*Records supplied*
▬▬▬▬▬▬

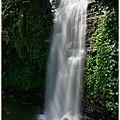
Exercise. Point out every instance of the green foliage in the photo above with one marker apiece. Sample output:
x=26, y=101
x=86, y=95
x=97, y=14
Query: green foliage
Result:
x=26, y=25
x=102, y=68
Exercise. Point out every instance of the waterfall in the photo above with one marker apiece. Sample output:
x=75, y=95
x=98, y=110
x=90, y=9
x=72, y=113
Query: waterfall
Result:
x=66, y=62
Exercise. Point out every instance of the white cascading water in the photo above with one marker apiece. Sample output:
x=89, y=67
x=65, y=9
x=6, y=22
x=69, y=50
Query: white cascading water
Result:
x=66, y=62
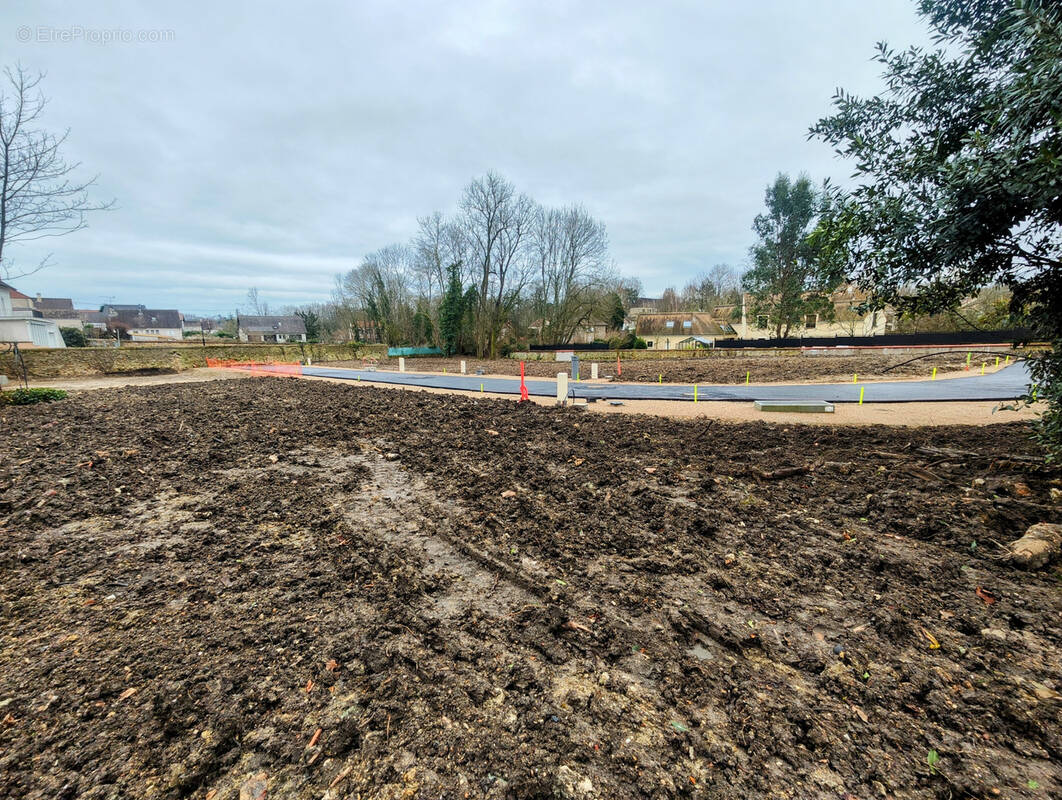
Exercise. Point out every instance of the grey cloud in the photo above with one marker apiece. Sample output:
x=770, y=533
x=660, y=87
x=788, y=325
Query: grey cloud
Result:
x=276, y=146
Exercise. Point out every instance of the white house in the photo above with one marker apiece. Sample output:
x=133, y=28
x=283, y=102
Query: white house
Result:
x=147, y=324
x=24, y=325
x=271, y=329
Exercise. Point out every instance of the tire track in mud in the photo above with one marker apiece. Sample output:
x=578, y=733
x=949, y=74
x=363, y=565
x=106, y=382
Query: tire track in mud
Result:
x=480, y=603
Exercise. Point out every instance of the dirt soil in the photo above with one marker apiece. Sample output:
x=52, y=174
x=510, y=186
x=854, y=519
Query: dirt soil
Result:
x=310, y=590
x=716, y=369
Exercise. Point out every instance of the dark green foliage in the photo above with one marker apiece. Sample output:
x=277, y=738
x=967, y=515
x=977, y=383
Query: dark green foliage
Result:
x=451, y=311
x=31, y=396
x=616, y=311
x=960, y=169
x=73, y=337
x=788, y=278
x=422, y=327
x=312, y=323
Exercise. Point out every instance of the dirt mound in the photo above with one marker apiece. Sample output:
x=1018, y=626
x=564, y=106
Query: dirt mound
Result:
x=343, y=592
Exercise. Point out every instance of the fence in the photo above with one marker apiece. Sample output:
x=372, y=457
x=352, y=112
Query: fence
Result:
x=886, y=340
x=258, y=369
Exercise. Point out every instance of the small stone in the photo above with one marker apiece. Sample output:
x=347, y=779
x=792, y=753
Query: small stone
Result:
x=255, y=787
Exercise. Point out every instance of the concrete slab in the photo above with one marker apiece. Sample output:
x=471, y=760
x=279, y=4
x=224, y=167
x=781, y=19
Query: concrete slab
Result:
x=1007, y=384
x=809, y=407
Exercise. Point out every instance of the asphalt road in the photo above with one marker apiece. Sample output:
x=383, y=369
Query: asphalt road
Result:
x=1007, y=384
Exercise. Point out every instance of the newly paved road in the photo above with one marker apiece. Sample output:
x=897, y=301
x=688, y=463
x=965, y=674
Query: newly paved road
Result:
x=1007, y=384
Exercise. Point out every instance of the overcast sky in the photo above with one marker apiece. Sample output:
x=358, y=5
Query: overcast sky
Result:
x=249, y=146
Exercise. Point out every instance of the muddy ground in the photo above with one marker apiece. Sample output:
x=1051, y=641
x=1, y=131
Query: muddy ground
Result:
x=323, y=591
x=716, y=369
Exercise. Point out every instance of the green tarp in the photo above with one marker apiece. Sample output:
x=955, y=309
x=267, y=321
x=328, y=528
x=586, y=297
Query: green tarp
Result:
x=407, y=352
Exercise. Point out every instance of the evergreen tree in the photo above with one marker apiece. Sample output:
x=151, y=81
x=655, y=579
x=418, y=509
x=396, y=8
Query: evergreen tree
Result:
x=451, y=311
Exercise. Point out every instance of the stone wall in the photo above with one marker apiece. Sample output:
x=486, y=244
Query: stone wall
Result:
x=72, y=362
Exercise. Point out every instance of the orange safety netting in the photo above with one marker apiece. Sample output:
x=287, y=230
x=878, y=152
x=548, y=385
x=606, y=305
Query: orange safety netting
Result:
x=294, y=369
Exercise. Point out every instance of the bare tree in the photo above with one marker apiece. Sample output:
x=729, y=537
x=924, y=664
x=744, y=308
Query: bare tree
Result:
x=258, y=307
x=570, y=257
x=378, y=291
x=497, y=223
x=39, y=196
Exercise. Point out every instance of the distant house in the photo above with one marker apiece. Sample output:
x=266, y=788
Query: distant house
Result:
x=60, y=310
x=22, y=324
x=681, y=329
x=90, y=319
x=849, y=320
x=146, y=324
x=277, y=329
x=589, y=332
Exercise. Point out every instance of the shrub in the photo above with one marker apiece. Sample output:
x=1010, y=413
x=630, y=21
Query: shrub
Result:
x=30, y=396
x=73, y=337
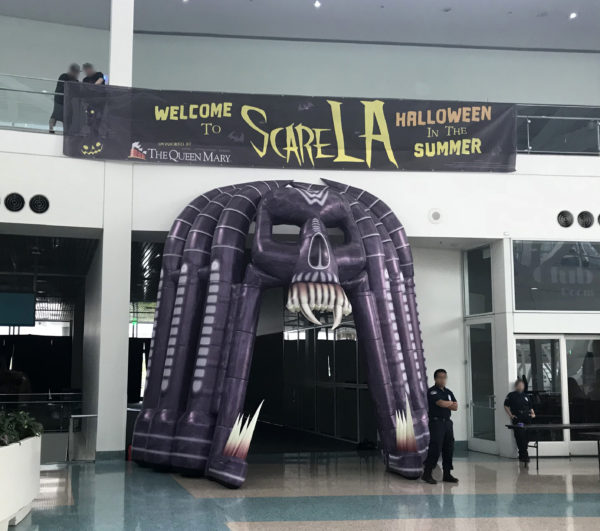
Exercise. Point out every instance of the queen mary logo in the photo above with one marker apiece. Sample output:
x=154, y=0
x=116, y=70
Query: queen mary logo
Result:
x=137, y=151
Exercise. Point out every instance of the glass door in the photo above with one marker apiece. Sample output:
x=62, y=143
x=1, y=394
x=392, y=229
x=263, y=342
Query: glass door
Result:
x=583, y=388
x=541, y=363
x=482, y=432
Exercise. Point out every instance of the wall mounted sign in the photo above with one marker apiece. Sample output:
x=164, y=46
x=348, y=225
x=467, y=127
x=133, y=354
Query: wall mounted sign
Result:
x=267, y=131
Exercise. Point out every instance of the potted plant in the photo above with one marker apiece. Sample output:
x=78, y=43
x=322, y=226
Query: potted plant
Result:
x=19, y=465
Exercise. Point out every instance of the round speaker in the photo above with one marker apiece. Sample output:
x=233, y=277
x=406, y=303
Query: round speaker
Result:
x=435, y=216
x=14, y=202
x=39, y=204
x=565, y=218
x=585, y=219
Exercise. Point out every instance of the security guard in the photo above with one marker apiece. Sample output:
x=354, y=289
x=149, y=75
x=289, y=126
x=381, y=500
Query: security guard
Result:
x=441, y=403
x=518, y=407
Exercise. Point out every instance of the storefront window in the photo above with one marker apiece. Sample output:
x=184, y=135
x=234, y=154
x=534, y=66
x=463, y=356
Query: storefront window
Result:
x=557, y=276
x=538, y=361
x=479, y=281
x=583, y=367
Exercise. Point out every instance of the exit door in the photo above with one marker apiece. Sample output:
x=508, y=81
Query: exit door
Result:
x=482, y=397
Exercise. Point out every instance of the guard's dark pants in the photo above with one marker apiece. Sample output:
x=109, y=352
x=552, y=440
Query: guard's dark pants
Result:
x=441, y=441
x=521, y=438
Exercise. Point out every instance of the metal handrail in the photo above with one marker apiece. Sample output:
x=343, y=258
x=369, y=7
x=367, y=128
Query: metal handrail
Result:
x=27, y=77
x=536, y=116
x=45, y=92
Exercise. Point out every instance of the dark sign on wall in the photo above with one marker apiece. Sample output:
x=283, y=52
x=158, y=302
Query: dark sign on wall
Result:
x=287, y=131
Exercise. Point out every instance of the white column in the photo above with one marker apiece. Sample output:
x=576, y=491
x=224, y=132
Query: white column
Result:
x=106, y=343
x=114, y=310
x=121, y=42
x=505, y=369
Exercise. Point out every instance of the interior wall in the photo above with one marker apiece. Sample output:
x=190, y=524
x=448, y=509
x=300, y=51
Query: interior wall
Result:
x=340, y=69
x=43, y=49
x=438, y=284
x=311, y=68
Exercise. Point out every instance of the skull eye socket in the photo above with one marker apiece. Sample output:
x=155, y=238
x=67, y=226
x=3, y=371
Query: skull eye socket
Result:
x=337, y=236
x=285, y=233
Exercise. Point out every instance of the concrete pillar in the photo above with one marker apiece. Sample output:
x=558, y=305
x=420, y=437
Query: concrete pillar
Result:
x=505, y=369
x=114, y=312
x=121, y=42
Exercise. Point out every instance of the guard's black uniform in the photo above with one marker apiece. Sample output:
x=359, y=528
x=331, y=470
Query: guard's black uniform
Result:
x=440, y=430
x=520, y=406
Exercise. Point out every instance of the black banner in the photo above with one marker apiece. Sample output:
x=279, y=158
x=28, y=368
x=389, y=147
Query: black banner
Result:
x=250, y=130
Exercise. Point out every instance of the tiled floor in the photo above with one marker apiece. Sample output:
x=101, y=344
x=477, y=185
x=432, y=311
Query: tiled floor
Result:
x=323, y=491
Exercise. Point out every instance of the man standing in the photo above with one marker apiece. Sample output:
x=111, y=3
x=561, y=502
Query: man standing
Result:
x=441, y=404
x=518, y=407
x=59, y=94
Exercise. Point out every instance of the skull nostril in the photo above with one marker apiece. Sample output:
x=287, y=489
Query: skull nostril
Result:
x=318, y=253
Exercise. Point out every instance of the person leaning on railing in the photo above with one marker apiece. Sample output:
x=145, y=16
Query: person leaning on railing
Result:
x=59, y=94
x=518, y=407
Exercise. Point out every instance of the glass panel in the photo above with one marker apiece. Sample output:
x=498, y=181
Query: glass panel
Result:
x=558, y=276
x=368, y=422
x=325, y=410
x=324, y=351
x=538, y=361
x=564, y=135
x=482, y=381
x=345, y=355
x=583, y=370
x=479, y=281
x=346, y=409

▬▬▬▬▬▬

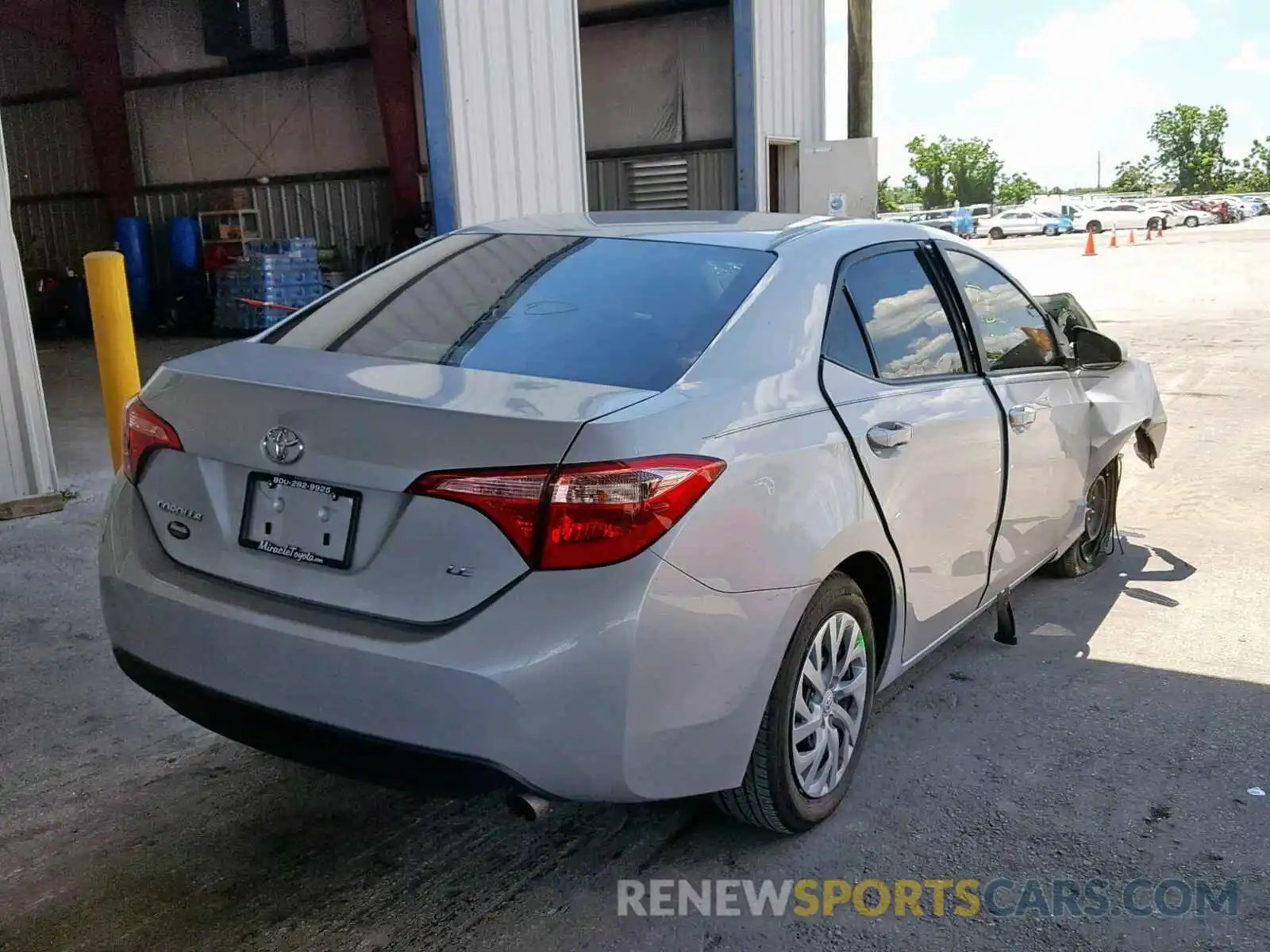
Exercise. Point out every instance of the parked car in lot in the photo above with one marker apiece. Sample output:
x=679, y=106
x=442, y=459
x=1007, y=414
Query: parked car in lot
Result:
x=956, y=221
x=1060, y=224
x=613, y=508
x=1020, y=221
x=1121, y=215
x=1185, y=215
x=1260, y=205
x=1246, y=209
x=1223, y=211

▬▬▬▬▬▬

*Given problem*
Extract every line of the data above that contains the string "speaker". Case counts.

*Full solution*
Exercise. Point out every instance of the round speaker in the photo above with one marker apiece. Sample output:
Query: round speaker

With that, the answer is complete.